■ Position identification items:
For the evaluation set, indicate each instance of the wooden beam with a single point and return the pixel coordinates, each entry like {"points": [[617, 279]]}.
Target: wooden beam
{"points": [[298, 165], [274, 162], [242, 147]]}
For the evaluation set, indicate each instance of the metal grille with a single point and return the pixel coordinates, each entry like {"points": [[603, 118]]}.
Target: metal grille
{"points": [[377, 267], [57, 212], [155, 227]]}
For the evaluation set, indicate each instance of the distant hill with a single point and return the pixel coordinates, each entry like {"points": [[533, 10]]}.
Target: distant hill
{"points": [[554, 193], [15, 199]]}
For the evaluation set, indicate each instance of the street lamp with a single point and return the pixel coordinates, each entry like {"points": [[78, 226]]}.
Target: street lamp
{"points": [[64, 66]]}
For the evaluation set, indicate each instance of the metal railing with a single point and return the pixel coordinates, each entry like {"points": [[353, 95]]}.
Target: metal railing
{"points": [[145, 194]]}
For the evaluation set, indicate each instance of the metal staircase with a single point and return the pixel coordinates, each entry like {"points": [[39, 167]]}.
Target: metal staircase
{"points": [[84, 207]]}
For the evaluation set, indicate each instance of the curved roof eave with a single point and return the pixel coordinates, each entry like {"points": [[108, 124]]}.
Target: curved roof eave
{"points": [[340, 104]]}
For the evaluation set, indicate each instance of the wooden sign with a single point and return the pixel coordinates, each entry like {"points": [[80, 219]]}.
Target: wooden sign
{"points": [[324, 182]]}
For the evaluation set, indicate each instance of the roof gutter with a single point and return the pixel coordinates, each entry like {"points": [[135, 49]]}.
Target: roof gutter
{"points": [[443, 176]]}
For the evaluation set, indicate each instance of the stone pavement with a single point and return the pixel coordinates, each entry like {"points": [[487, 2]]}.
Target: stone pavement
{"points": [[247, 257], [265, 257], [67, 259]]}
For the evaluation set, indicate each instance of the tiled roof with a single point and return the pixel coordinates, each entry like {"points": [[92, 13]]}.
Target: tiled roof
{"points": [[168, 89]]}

■ Aim:
Starting at the line containing "the wooden sign" and ending with the last item, rewrite those lines, swapping "evaluation set" for "test set" and leaving all other text unchanged.

■ Answer for the task:
For the test set, indicate each instance of the wooden sign with a single point and return the pixel coordinates, each entry like {"points": [[80, 219]]}.
Target: wooden sign
{"points": [[324, 182]]}
For the test set, indicate each instance of the roof gutter with a single point and return the pixel coordinates, each entry like {"points": [[135, 49]]}.
Target: roof gutter
{"points": [[443, 176]]}
For the test set, indicate each instance of the stone pavement with a single point and return the pixel coordinates, each entry like {"points": [[487, 2]]}.
Target: stone pavement
{"points": [[247, 257], [265, 257], [67, 259]]}
For the test set, indicate each instance of the tiled roof with a single point and return the pixel coordinates, each entry like {"points": [[92, 13]]}.
Target: tiled roof
{"points": [[168, 89]]}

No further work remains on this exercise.